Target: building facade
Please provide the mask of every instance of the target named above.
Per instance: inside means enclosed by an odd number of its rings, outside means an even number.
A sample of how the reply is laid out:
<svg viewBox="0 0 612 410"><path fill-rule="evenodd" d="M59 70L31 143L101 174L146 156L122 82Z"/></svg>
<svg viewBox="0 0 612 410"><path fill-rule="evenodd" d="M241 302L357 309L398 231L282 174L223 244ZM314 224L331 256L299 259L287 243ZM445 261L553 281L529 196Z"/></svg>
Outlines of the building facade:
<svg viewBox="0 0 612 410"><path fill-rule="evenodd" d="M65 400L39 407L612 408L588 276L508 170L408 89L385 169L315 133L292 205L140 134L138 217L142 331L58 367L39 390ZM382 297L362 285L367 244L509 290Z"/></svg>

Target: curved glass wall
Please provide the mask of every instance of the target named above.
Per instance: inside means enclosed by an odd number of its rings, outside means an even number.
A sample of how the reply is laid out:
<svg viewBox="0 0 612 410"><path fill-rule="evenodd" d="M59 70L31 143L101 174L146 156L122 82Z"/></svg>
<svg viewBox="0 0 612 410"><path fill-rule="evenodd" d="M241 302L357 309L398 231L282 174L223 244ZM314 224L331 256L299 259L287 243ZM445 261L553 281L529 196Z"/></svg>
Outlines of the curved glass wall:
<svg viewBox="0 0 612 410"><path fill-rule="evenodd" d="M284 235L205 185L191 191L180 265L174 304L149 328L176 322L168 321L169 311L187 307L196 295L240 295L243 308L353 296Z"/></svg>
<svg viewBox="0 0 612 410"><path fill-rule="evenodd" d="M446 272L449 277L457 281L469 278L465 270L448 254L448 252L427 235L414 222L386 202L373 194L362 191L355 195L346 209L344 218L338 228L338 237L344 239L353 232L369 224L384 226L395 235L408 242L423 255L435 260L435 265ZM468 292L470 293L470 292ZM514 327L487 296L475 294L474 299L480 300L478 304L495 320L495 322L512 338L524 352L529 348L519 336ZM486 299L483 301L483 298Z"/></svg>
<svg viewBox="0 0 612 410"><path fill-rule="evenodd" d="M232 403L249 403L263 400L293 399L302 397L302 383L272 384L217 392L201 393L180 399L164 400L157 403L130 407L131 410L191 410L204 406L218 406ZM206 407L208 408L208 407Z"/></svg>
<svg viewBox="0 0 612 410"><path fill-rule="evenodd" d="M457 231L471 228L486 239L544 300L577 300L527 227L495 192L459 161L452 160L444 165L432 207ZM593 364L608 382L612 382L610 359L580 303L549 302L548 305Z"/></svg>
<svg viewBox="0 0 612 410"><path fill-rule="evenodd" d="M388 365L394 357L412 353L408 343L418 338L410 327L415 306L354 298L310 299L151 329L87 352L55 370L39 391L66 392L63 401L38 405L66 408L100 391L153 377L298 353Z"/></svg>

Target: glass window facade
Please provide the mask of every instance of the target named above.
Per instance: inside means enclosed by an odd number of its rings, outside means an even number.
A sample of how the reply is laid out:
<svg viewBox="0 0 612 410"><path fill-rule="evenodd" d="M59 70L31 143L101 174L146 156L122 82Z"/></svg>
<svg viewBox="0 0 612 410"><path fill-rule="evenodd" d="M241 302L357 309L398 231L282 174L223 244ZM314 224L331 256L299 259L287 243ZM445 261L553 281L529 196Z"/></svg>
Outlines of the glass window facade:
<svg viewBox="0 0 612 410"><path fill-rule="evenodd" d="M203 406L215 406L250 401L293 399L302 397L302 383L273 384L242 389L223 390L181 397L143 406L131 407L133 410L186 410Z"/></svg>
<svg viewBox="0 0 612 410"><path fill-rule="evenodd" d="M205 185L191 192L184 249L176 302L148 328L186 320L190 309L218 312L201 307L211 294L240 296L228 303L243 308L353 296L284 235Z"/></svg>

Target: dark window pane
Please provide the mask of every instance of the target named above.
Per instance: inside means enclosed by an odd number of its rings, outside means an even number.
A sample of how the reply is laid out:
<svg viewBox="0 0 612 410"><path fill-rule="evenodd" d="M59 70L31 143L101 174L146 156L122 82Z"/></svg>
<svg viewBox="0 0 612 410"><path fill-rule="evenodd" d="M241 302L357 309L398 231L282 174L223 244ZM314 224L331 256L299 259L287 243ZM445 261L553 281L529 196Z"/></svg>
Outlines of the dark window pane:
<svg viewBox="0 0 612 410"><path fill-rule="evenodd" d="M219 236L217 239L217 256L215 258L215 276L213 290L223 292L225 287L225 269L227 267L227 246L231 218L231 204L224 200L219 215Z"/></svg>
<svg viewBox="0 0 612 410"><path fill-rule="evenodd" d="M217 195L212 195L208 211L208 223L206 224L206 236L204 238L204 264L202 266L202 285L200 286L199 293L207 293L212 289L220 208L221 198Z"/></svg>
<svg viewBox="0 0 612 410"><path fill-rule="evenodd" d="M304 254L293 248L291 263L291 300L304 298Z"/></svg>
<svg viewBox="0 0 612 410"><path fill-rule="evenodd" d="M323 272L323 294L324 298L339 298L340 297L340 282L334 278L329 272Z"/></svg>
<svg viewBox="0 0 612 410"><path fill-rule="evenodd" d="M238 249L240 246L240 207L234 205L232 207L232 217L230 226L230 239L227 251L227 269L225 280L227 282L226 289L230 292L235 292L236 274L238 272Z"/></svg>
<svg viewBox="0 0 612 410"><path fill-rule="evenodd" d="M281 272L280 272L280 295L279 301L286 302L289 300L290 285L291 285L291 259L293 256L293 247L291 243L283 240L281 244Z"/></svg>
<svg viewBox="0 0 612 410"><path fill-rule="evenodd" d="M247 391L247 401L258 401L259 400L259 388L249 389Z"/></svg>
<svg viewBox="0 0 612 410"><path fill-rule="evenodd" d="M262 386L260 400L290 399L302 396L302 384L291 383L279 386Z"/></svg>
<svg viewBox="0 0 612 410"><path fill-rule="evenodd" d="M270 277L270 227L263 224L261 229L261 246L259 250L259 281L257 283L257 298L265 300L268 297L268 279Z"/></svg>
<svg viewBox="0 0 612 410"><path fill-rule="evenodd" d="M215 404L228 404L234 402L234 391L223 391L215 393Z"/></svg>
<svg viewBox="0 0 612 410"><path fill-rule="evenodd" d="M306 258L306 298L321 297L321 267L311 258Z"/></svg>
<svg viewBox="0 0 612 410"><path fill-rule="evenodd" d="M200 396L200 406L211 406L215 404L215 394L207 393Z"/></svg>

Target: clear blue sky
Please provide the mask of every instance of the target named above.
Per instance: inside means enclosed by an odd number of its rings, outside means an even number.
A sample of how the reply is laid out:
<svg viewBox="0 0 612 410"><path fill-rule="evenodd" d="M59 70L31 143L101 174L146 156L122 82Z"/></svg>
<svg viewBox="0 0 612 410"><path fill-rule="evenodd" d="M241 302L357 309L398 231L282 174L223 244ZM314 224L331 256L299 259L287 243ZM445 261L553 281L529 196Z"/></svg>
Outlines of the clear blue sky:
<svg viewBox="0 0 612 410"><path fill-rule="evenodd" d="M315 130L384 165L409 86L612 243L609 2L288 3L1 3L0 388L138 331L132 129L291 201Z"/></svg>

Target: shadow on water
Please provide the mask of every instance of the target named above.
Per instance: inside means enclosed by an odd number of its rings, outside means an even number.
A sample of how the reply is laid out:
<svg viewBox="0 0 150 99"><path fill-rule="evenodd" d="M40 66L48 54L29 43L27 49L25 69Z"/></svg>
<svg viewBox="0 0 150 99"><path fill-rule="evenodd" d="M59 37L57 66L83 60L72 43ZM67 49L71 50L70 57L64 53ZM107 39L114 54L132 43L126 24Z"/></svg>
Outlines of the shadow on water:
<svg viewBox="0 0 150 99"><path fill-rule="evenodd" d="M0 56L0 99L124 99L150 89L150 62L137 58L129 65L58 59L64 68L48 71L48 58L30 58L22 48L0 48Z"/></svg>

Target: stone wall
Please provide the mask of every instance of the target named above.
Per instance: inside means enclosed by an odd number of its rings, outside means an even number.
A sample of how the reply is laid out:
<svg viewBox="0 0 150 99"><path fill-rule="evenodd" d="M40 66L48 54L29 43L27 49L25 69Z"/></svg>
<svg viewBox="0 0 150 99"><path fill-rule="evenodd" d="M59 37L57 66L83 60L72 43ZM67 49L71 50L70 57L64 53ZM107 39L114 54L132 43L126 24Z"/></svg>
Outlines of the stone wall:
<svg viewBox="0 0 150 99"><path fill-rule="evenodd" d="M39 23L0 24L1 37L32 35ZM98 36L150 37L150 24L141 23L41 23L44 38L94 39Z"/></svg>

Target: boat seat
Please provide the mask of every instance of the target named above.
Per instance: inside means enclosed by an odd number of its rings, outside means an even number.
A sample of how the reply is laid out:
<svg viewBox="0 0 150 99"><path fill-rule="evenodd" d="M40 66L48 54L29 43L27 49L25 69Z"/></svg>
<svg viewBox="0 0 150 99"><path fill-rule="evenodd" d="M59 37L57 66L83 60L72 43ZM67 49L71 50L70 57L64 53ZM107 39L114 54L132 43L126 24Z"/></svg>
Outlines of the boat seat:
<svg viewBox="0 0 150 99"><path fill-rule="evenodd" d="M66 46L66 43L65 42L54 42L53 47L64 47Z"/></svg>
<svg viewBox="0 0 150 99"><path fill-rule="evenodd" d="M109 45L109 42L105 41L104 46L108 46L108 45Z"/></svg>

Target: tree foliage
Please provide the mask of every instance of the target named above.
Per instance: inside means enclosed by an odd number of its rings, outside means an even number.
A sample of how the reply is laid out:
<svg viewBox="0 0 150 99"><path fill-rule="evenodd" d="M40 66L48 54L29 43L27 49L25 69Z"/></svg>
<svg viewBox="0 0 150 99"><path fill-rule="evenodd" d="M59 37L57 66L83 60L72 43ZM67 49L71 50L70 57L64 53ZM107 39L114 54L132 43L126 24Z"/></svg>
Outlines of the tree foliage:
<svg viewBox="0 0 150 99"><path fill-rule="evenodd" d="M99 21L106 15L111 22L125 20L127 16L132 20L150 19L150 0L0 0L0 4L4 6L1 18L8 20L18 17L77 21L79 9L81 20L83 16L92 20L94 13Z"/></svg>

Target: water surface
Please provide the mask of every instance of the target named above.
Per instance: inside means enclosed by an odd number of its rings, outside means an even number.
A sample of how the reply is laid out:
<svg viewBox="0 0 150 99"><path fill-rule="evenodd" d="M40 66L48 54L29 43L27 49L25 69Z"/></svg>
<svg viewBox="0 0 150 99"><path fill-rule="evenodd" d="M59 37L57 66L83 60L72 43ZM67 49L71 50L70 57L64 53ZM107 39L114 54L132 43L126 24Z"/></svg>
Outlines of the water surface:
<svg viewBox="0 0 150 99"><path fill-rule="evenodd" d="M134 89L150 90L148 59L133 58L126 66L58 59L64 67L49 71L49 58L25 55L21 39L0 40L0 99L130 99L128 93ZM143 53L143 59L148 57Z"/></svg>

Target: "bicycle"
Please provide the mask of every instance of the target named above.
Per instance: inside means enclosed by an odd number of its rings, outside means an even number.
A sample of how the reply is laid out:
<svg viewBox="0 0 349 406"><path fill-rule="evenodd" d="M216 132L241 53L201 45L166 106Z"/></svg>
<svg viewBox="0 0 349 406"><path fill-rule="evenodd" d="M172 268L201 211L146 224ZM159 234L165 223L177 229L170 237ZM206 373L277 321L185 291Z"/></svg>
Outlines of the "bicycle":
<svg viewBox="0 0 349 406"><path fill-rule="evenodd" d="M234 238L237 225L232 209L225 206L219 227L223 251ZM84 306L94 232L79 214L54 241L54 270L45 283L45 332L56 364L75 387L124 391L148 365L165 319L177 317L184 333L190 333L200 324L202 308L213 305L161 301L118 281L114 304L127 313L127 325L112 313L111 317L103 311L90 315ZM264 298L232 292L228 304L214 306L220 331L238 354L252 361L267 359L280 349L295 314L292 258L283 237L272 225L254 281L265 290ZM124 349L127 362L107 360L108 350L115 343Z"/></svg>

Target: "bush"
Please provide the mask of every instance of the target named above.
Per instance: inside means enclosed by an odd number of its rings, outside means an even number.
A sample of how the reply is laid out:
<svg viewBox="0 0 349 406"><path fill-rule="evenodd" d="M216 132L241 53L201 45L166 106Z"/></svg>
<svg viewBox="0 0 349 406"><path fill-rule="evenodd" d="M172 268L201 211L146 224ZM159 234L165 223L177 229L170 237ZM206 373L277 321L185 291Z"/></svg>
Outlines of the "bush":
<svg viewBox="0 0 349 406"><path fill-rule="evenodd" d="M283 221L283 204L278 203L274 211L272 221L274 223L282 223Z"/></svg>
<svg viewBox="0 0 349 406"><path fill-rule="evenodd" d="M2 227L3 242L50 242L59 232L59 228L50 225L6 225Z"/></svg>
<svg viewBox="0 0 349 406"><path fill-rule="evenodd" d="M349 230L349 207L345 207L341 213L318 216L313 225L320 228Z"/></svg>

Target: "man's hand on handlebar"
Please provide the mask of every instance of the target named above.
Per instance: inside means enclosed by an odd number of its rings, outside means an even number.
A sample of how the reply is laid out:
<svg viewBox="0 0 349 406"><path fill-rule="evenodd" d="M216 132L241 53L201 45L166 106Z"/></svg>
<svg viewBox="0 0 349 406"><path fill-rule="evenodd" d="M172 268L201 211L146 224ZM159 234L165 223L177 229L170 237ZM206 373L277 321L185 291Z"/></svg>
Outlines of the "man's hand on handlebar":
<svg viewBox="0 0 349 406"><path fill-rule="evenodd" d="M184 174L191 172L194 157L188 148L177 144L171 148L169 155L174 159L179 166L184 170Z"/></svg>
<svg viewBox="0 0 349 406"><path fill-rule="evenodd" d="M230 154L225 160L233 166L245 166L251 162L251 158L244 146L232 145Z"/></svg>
──────
Stated task:
Repeat every line word for word, from the one containing "Target: water surface" through the one containing "Outlines of the water", both included.

Written solution:
Target: water surface
Please provide the mask of every instance of the target named above.
Per instance: inside means enclosed by an odd number of its rings, outside means an even number.
A sample of how the reply is laid out:
<svg viewBox="0 0 150 99"><path fill-rule="evenodd" d="M40 66L48 54L29 43L27 49L25 69Z"/></svg>
<svg viewBox="0 0 150 99"><path fill-rule="evenodd" d="M59 37L57 66L83 60L72 43ZM67 49L71 50L70 57L64 53ZM107 39L114 54L132 43L126 24Z"/></svg>
Outlines of the water surface:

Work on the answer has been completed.